## Kutipan Teks

Selanjutnya, pelaku membuat rekam medis, resume medis, catatan program pasien, dan pemeriksaan penunjang. “Itu (dokumen) lengkap semua baru dia sampaikan klaim (ke BPJS),” tutur Pahala.
“Jadi ini memang komplotan beneran,” ujar dia.
Kemudian, modus selanjutnya adalah phantom/manipulation diagnosis, yakni pihak RS mengajukan klaim atas tindakan medis yang telah dimanipulasi. Contohnya, RS mengajukan klaim atas operasi katarak terhadap 39 pasien, padahal hanya 14 pasien yang dioperasi katarak, sisanya merupakan pasien penyakit lain yang telah dimanipulasi.
Modus kecurangan lainnya adalah repeat billing dengan mengajukan klaim yang sama kepada BPJS, tujuannnya agar mendapatkan uang dari BPJS lebih banyak. ,
Pemkot Semarang dan RSWN Luncurkan Aplikasi Wongso Sultan Mataram Pelaku pemilik RS sampai keluarga
Pahala mengungkapkan, setidaknya dari satu rumah sakit yang mengajukan klaim fiktif terdapat 8 orang pelaku, antara lain adalah pemilik RS karena fasilitas kesehatan tersebut berstatus swasta.

## Tugas Dikerjakan
Ambil dan tuliskan ulang seluruh kutipan tentang kecurangan klaim BPJS di atas persis tanpa perubahan apa pun.

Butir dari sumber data
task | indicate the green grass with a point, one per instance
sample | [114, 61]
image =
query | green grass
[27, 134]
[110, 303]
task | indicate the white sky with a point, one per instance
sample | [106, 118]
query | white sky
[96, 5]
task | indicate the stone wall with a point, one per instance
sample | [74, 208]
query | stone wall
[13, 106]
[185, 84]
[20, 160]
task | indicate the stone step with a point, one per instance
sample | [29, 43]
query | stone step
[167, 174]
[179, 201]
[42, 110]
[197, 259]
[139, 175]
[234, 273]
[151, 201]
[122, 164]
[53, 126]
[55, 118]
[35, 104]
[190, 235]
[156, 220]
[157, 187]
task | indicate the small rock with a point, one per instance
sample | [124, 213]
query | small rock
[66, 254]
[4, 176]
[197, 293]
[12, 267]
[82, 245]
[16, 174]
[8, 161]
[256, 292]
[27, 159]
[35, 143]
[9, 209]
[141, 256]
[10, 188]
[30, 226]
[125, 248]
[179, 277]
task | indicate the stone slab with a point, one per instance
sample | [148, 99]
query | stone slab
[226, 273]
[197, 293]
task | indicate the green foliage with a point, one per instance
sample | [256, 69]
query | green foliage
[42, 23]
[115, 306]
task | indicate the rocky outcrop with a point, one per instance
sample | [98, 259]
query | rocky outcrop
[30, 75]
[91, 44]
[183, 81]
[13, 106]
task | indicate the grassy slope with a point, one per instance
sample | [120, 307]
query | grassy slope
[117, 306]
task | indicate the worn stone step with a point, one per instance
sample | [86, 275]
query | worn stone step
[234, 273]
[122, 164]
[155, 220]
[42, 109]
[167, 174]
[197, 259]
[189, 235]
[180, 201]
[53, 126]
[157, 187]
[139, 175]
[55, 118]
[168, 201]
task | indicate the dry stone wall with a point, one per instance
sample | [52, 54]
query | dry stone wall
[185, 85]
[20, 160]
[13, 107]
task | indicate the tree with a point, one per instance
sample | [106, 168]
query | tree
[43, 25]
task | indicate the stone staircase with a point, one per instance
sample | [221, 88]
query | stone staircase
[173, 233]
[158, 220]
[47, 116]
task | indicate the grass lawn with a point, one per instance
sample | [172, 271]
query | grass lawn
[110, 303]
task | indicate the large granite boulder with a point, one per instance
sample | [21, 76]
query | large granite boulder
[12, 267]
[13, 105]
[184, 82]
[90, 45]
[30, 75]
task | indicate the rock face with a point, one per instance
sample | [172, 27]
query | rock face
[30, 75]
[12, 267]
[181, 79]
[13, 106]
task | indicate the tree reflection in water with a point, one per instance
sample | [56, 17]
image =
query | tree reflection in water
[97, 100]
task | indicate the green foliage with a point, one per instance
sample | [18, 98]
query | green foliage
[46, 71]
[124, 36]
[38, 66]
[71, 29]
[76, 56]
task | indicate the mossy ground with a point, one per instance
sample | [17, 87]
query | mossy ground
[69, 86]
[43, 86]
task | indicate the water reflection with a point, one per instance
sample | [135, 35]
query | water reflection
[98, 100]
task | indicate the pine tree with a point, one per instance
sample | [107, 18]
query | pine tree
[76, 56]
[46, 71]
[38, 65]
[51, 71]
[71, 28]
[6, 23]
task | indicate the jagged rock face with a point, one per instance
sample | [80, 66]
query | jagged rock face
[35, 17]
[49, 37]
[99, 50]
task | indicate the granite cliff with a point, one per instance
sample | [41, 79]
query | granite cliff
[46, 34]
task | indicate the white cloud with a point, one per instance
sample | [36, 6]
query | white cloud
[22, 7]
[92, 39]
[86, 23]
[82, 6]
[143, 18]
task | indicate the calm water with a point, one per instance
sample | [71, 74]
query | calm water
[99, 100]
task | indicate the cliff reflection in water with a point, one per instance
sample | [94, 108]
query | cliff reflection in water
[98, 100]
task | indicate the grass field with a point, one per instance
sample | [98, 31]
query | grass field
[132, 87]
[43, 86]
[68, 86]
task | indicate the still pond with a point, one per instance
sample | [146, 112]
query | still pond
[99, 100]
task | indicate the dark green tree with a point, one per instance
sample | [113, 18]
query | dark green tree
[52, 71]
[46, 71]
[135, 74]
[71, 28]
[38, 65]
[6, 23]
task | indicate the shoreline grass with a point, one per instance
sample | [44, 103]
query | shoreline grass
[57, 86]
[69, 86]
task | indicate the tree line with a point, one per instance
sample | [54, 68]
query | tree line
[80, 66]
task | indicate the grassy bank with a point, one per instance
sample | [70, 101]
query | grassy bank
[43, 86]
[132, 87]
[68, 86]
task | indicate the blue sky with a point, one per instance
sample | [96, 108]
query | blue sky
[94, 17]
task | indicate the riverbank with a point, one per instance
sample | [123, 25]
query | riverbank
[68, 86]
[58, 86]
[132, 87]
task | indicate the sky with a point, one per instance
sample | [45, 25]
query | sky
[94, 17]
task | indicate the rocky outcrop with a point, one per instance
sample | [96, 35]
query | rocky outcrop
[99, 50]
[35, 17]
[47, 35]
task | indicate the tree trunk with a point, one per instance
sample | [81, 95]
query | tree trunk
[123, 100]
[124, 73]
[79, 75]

## Area Jawaban
Selanjutnya, pelaku membuat rekam medis, resume medis, catatan program pasien, dan pemeriksaan penunjang. “Itu (dokumen) lengkap semua baru dia sampaikan klaim (ke BPJS),” tutur Pahala.
“Jadi ini memang komplotan beneran,” ujar dia.
Kemudian, modus selanjutnya adalah phantom/manipulation diagnosis, yakni pihak RS mengajukan klaim atas tindakan medis yang telah dimanipulasi. Contohnya, RS mengajukan klaim atas operasi katarak terhadap 39 pasien, padahal hanya 14 pasien yang dioperasi katarak, sisanya merupakan pasien penyakit lain yang telah dimanipulasi.
Modus kecurangan lainnya adalah repeat billing dengan mengajukan klaim yang sama kepada BPJS, tujuannnya agar mendapatkan uang dari BPJS lebih banyak. ,
Pemkot Semarang dan RSWN Luncurkan Aplikasi Wongso Sultan Mataram Pelaku pemilik RS sampai keluarga
Pahala mengungkapkan, setidaknya dari satu rumah sakit yang mengajukan klaim fiktif terdapat 8 orang pelaku, antara lain adalah pemilik RS karena fasilitas kesehatan tersebut berstatus swasta.